### Work required
Write the data out again, exactly as given.

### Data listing

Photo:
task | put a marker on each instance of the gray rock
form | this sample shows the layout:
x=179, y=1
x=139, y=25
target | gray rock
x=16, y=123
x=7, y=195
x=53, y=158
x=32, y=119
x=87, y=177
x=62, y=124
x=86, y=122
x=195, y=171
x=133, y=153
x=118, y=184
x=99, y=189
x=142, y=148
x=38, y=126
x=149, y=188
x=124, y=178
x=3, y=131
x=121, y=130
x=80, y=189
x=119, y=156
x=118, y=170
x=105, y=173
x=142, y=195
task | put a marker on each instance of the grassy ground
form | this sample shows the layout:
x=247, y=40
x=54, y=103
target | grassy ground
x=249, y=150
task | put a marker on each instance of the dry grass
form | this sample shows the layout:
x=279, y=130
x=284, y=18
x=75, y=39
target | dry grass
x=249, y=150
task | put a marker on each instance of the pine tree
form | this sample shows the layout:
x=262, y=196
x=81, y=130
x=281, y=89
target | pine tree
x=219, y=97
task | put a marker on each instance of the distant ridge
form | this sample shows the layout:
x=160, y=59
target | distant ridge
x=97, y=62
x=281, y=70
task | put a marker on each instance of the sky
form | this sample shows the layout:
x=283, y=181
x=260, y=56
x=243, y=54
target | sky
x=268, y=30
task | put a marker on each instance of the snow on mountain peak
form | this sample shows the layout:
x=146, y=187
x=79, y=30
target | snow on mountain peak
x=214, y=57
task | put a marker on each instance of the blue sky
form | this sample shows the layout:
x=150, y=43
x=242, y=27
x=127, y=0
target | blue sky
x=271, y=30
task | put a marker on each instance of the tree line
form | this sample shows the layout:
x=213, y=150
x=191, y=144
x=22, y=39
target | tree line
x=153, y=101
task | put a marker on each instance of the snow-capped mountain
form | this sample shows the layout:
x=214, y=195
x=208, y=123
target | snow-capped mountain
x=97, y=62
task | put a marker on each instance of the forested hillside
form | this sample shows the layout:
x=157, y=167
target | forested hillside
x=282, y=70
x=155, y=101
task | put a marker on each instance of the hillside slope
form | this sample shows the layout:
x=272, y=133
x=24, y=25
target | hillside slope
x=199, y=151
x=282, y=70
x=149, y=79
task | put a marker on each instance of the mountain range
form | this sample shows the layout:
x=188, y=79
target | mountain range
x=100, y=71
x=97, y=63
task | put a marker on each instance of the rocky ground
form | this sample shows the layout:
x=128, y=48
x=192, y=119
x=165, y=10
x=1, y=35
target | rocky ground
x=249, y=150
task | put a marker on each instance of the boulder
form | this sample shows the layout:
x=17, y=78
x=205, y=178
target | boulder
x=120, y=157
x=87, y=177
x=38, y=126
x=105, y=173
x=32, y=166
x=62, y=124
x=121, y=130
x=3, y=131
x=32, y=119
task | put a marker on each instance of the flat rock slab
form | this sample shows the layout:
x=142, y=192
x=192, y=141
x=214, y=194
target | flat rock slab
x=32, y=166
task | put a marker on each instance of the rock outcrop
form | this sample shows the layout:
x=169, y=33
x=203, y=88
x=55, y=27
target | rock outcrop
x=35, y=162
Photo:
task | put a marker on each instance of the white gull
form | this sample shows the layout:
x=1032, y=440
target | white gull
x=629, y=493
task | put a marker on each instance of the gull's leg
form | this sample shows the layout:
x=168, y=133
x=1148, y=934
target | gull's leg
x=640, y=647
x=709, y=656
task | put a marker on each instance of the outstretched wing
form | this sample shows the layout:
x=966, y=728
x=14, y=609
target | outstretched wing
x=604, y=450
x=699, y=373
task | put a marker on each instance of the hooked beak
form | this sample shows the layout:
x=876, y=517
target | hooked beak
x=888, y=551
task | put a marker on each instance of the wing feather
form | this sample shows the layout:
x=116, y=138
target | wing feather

### Exercise result
Photo:
task | put a marker on each instance of the gray rock
form | this sample shows the layout:
x=179, y=1
x=139, y=25
target | gray rock
x=16, y=123
x=7, y=195
x=53, y=158
x=32, y=119
x=87, y=177
x=62, y=124
x=86, y=122
x=195, y=171
x=133, y=153
x=118, y=184
x=99, y=189
x=142, y=148
x=38, y=126
x=149, y=188
x=124, y=178
x=3, y=131
x=121, y=130
x=80, y=189
x=119, y=156
x=118, y=170
x=105, y=173
x=142, y=195
task | put a marker on each instance of the grassy ground
form | this sample shows the layout:
x=247, y=40
x=54, y=103
target | grassy ground
x=249, y=150
task | put a marker on each instance of the dry grass
form | this sample shows the layout:
x=279, y=130
x=284, y=18
x=75, y=39
target | dry grass
x=249, y=150
task | put a marker on each instance of the pine tree
form | this sample shows the layout:
x=262, y=196
x=81, y=130
x=281, y=89
target | pine tree
x=219, y=97
task | put a marker on each instance of the distant ridge
form | this sample shows the layout:
x=160, y=59
target | distant ridge
x=97, y=62
x=281, y=70
task | put a marker on each instance of the sky
form | this sample shows the layout:
x=283, y=181
x=260, y=56
x=243, y=54
target | sky
x=268, y=30
task | put a marker on each instance of the snow on mountain peak
form | this sample shows the layout:
x=146, y=187
x=79, y=30
target | snow on mountain peak
x=214, y=57
task | put a marker on each instance of the blue sky
form | this sample shows the layout:
x=150, y=43
x=242, y=27
x=127, y=0
target | blue sky
x=271, y=30
task | put a marker on each instance of the tree line
form | this sample shows the layout:
x=213, y=150
x=191, y=144
x=22, y=39
target | tree line
x=153, y=101
task | put a marker on each instance of the snow-capped mountain
form | this sample shows the layout:
x=214, y=195
x=208, y=123
target | snow-capped mountain
x=97, y=62
task | put a marker on each instance of the forested hillside
form | this sample shows the layout:
x=157, y=167
target | forested hillside
x=282, y=70
x=155, y=101
task | put a marker on each instance of the hillside slope
form | this sample shows the layout:
x=272, y=133
x=24, y=25
target | hillside slope
x=199, y=151
x=282, y=70
x=149, y=79
task | put a marker on each instance of the mountain range
form | this sample shows the layout:
x=188, y=79
target | mountain range
x=100, y=71
x=97, y=63
task | put a marker on each instance of the rocky ground
form | this sample shows the layout:
x=128, y=48
x=192, y=119
x=165, y=10
x=1, y=35
target | rocky ground
x=249, y=150
task | put a marker on each instance of the boulder
form | this sample shows the layout:
x=17, y=78
x=205, y=178
target | boulder
x=120, y=157
x=87, y=177
x=38, y=126
x=105, y=173
x=32, y=166
x=62, y=124
x=121, y=130
x=3, y=131
x=32, y=119
task | put a marker on each instance of the flat rock slab
form | this sample shows the layout:
x=142, y=192
x=192, y=141
x=214, y=194
target | flat rock slab
x=32, y=166
task | put a marker on each instance of the rock outcrop
form | this sample shows the layout:
x=169, y=33
x=203, y=88
x=55, y=27
target | rock outcrop
x=35, y=162
Photo:
task | put a marker on each instance of the white gull
form | this sample shows the layout:
x=1032, y=440
target | white gull
x=629, y=493
task | put a marker on each instance of the gull's leg
form | this sample shows the layout:
x=168, y=133
x=1148, y=934
target | gull's leg
x=640, y=647
x=709, y=656
task | put a marker on each instance of the outstretched wing
form | this sample shows the layout:
x=966, y=728
x=14, y=609
target | outstretched wing
x=604, y=450
x=699, y=373
task | put a marker on each instance of the hooked beak
form | this sample shows the layout:
x=876, y=517
target | hooked beak
x=888, y=551
task | put a marker on each instance of the wing feather
form | this sample shows the layout:
x=116, y=138
target | wing feather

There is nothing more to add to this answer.